→ **What the task requires**: Every line of the listing is to be printed again exactly.

→ **Task inputs**:
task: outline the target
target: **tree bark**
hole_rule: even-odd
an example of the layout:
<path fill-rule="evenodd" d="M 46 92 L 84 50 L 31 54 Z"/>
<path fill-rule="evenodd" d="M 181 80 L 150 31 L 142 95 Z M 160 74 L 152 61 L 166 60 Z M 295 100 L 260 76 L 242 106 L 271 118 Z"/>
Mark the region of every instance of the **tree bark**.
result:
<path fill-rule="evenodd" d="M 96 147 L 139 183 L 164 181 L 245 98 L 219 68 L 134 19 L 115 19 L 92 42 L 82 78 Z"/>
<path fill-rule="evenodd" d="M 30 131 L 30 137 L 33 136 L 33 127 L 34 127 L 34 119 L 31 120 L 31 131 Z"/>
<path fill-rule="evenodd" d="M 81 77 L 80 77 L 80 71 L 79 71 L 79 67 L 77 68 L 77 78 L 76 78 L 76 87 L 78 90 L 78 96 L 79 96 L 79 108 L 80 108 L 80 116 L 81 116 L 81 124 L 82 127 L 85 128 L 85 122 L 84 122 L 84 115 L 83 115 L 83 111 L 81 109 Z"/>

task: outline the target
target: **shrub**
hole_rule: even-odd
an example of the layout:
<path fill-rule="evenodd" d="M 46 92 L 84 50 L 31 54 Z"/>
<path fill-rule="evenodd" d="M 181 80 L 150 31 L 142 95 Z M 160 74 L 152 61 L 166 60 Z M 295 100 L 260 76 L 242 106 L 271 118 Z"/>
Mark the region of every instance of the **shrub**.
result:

→ **Response area**:
task: outline the target
target: **tree bark**
hole_rule: even-odd
an example of the layout:
<path fill-rule="evenodd" d="M 46 92 L 84 50 L 31 54 Z"/>
<path fill-rule="evenodd" d="M 181 80 L 150 31 L 142 95 Z M 160 74 L 152 61 L 166 60 Z M 295 100 L 260 76 L 242 106 L 271 118 Z"/>
Mark the region of every instance of the **tree bark**.
result:
<path fill-rule="evenodd" d="M 96 147 L 139 183 L 164 181 L 245 98 L 219 68 L 134 19 L 115 19 L 92 42 L 82 78 Z"/>
<path fill-rule="evenodd" d="M 30 131 L 30 137 L 33 136 L 33 127 L 34 127 L 34 119 L 31 120 L 31 131 Z"/>
<path fill-rule="evenodd" d="M 81 77 L 80 77 L 80 71 L 79 71 L 79 67 L 77 68 L 77 78 L 76 78 L 76 87 L 78 90 L 78 96 L 79 96 L 79 108 L 80 108 L 80 116 L 81 116 L 81 124 L 82 127 L 85 128 L 85 122 L 84 122 L 84 115 L 83 115 L 83 111 L 81 109 Z"/>

task: outline the target
target: **shrub**
hole_rule: even-odd
an example of the layout:
<path fill-rule="evenodd" d="M 46 92 L 84 50 L 31 54 Z"/>
<path fill-rule="evenodd" d="M 181 80 L 150 31 L 142 95 Z M 160 74 L 152 61 L 166 60 Z M 295 100 L 260 76 L 242 106 L 271 118 Z"/>
Mark the region of every instance of the **shrub**.
result:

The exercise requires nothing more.